Com todas as letras: um teatro de música e dança só pode reabrir
quando todas essas medidas de precaução tiverem sido suspensas, pelo menos em
relação aos artistas. Quando isso acontecer, não vamos mais ter que manter a
distância de segurança entre nossos espectadores na plateia, ou deixar sempre
um assento livre.
Alguns colegas seus sugerem arranjar as peças musicais de
forma a serem menos "contagiosas". Talvez se possa, por exemplo,
substituir os instrumentos de sopro, que produzem grandes nuvens de aerossol,
por outros, menos perigosos?
Isso são fantasias, é claro, que não têm a menor relação com
a nossa realidade. Por isso resolvi dar férias a todos, a partir de já. Para os
artistas, são 56 dias corridos, o coletivo só volta ao trabalho no fim de
julho. Espero ardentemente que a situação se esclareça melhor nesses dois meses
e meio. Só aí podemos pensar em começar os ensaios. Pois sem ensaios, nada anda
no teatro. De quanto tempo precisam para voltar à forma os seus bailarinos, por
exemplo?
Se pensarmos nessa longa pausa desde março, precisam de
muito tempo. Mesmo considerando que nossos dançarinos continuaram treinando em
casa por todo esse período, eles vão precisar de no mínimo quatro semanas até
poder voltar a dançar o repertório do Bolshoi. Então estamos pensando em meados
de setembro, não antes.
Como dançarinos de balé mantêm a forma?
Eles treinam na barra todo dia. Estou informado, porque eles
postam seus vídeos, também mantemos contato. Mais ainda: entregamos pisos de
linóleo na casa de cada bailarino, para substituir o chão da sala de ensaios.

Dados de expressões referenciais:
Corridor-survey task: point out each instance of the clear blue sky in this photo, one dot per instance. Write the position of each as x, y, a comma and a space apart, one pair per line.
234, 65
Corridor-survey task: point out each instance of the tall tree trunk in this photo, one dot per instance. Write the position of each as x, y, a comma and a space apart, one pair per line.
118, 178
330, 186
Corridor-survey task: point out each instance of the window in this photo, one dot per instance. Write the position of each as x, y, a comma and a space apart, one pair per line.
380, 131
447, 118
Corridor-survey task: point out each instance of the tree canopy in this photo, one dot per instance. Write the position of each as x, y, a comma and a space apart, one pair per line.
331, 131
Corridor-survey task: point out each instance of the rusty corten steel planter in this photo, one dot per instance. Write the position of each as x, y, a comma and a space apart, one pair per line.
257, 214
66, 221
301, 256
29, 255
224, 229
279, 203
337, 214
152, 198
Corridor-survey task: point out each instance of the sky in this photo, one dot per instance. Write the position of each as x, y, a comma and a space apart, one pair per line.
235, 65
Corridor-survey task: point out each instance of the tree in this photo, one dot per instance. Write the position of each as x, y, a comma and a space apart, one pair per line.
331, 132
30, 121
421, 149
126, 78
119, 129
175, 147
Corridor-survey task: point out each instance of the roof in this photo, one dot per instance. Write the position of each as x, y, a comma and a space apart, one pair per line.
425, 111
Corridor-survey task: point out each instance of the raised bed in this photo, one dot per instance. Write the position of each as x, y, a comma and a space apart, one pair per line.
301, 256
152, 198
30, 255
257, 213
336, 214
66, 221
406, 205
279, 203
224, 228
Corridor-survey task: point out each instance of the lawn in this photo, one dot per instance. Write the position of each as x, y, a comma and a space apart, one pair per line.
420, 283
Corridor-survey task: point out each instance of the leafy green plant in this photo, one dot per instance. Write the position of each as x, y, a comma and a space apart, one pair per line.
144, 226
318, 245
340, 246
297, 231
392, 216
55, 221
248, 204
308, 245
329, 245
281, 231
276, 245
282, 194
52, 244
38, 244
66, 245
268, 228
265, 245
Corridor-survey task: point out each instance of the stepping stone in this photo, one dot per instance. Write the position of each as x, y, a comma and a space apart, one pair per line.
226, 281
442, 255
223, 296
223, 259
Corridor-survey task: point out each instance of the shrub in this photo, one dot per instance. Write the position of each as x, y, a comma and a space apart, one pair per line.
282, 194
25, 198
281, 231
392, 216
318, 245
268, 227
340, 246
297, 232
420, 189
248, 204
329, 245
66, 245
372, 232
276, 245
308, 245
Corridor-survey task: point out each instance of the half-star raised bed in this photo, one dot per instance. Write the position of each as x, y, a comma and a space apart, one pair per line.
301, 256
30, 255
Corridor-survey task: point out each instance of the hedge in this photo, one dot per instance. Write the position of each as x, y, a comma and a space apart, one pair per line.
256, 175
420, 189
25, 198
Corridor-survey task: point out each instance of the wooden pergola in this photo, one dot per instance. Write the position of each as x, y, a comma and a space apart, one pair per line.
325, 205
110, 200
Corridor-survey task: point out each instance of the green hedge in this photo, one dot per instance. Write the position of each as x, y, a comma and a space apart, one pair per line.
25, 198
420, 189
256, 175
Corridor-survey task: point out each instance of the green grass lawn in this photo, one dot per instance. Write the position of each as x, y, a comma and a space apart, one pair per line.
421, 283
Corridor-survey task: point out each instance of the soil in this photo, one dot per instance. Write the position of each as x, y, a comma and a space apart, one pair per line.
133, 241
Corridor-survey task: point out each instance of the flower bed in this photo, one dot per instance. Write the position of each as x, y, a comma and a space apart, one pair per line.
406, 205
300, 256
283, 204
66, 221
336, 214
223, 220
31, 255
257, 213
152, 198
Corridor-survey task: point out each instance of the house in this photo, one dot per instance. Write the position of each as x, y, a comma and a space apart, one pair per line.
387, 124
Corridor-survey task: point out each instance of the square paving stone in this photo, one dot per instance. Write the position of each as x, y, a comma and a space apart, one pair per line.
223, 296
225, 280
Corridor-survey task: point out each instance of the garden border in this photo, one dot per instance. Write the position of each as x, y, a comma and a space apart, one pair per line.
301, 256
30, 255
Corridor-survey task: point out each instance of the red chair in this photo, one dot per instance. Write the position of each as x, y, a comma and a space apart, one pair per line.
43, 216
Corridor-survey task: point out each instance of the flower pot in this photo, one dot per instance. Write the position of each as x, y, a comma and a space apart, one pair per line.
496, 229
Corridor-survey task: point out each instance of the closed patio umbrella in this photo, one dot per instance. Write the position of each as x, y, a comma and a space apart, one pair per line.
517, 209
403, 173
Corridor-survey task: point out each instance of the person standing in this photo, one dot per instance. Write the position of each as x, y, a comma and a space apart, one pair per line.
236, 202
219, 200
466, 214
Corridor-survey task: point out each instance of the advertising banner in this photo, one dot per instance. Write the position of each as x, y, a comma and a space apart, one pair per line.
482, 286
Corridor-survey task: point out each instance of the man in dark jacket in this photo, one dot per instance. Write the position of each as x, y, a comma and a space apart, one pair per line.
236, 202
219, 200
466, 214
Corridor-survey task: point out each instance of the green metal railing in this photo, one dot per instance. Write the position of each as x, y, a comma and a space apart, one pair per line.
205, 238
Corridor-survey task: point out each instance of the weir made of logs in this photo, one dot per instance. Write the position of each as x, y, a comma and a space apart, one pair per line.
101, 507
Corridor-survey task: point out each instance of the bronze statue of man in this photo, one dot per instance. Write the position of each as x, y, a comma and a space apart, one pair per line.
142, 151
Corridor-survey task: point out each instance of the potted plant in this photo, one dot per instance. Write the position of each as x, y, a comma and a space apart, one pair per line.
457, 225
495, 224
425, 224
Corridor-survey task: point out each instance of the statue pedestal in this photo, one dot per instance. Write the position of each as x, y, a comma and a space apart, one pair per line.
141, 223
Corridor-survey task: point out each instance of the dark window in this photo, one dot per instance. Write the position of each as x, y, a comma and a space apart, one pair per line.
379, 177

---

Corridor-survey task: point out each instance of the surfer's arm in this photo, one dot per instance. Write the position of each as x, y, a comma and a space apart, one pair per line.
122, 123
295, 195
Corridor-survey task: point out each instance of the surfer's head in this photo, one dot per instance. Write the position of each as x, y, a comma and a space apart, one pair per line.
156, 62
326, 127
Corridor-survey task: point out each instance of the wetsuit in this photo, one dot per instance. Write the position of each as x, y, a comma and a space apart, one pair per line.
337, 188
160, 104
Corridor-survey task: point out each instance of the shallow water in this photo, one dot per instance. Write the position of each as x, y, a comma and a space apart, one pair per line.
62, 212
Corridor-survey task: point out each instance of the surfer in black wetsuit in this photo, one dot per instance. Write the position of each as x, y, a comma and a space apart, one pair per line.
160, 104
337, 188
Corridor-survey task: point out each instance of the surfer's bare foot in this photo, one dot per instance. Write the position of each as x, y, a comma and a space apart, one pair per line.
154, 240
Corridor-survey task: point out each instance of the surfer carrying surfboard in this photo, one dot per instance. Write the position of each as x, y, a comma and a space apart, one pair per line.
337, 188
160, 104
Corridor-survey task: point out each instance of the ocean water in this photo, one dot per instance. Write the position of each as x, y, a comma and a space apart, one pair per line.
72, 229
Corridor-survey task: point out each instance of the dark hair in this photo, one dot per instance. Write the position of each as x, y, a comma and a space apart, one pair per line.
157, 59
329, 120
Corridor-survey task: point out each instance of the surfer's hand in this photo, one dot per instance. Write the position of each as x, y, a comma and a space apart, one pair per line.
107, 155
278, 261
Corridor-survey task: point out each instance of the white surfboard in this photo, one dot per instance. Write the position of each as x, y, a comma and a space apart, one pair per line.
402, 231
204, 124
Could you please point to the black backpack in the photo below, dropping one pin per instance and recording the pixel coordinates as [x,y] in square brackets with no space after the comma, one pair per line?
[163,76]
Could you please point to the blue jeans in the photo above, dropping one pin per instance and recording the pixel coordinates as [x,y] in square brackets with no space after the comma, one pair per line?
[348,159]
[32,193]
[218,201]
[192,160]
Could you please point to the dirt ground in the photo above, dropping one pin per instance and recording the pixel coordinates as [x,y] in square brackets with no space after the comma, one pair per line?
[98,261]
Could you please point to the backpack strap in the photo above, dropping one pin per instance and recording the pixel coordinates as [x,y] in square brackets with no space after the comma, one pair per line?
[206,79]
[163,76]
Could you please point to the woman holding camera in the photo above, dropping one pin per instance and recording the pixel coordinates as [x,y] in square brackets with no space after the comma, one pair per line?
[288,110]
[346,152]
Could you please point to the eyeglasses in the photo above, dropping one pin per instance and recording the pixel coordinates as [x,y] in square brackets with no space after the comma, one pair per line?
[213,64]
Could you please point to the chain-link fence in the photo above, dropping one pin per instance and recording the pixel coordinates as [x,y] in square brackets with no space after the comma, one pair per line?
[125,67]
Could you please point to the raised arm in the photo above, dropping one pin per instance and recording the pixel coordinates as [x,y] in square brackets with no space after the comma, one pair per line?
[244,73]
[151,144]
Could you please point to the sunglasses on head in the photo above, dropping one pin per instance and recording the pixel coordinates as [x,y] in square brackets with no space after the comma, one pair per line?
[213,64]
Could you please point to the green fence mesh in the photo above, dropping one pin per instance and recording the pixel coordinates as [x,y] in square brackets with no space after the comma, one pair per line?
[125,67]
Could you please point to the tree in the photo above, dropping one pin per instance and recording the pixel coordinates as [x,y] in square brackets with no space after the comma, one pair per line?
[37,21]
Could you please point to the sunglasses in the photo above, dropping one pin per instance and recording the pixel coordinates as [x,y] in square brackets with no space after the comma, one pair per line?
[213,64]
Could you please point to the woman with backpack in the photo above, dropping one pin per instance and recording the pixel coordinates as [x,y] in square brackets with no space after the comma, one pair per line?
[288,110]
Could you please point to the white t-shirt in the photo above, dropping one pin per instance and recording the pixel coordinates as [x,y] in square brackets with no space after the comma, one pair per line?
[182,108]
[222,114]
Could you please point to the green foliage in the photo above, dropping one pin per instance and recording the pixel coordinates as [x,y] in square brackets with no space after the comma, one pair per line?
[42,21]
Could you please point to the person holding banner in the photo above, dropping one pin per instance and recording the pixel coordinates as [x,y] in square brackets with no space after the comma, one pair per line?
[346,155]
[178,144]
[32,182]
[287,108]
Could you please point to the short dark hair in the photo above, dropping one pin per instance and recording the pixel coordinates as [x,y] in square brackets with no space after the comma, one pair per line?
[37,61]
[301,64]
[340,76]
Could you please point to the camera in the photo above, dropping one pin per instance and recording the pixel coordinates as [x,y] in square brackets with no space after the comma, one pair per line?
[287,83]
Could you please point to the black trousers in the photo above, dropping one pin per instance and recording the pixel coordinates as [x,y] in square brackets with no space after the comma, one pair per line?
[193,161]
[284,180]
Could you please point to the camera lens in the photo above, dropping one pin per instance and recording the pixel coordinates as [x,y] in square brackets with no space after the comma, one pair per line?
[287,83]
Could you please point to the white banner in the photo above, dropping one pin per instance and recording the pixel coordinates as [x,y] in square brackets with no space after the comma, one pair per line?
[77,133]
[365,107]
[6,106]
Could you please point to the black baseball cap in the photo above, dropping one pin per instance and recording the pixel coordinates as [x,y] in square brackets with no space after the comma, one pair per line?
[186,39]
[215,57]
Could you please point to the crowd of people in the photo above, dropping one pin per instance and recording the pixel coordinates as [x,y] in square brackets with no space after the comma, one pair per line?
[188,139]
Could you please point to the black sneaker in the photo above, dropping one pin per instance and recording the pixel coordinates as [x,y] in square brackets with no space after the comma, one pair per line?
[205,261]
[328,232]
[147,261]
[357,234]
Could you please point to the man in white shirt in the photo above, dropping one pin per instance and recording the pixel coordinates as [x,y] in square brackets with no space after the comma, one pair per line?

==

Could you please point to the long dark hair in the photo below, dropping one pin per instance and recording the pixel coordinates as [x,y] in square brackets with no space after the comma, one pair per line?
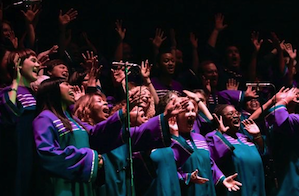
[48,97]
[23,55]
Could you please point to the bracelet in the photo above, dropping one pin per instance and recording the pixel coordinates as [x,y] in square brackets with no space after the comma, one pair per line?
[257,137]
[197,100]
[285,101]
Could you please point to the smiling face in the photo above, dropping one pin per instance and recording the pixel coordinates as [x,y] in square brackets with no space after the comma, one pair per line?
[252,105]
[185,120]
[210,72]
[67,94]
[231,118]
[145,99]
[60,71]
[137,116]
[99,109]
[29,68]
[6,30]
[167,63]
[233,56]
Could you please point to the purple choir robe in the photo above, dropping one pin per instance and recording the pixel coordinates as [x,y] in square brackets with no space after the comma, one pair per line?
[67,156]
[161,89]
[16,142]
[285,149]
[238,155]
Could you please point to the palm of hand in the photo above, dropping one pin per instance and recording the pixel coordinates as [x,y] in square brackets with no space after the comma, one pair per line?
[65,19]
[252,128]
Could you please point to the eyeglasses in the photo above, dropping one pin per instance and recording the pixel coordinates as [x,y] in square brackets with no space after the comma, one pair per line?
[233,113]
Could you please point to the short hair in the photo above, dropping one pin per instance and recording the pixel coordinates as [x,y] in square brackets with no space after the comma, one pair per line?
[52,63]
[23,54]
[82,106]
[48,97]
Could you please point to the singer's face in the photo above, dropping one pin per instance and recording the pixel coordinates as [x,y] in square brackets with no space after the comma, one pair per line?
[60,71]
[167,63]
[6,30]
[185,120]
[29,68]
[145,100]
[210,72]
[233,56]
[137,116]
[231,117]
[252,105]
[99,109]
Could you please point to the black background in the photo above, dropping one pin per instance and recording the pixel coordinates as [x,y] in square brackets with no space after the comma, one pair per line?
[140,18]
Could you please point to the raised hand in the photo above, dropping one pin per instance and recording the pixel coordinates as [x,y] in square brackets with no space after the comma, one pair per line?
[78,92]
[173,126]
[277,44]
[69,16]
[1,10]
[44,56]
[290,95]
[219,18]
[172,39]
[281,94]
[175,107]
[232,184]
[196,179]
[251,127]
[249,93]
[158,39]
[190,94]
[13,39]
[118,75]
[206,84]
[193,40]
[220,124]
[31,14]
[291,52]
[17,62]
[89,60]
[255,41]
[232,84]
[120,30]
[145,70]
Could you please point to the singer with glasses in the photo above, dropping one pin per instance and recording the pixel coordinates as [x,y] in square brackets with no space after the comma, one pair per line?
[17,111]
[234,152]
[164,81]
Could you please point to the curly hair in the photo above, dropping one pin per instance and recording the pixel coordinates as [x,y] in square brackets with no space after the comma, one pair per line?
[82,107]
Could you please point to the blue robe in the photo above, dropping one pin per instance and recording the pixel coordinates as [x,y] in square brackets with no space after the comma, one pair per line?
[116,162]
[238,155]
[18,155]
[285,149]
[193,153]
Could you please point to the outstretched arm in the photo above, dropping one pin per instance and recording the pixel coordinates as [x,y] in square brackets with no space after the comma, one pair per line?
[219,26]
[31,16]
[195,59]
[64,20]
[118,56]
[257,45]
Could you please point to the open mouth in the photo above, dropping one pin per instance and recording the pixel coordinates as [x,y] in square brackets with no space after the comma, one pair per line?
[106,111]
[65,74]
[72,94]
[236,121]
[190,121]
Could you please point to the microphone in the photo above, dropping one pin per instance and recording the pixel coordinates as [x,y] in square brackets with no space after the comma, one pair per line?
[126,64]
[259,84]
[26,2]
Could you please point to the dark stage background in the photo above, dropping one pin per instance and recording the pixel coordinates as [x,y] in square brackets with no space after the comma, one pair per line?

#### [ENUNCIADO DA TAREFA]
Substitua "plateia" por "sala" e copie tudo o que vai de "Com todas as" até "um assento livre." no trecho.

#### [RESPOSTA DO EXERCÍCIO]
Com todas as letras: um teatro de música e dança só pode reabrir
quando todas essas medidas de precaução tiverem sido suspensas, pelo menos em
relação aos artistas. Quando isso acontecer, não vamos mais ter que manter a
distância de segurança entre nossos espectadores na sala, ou deixar sempre
um assento livre.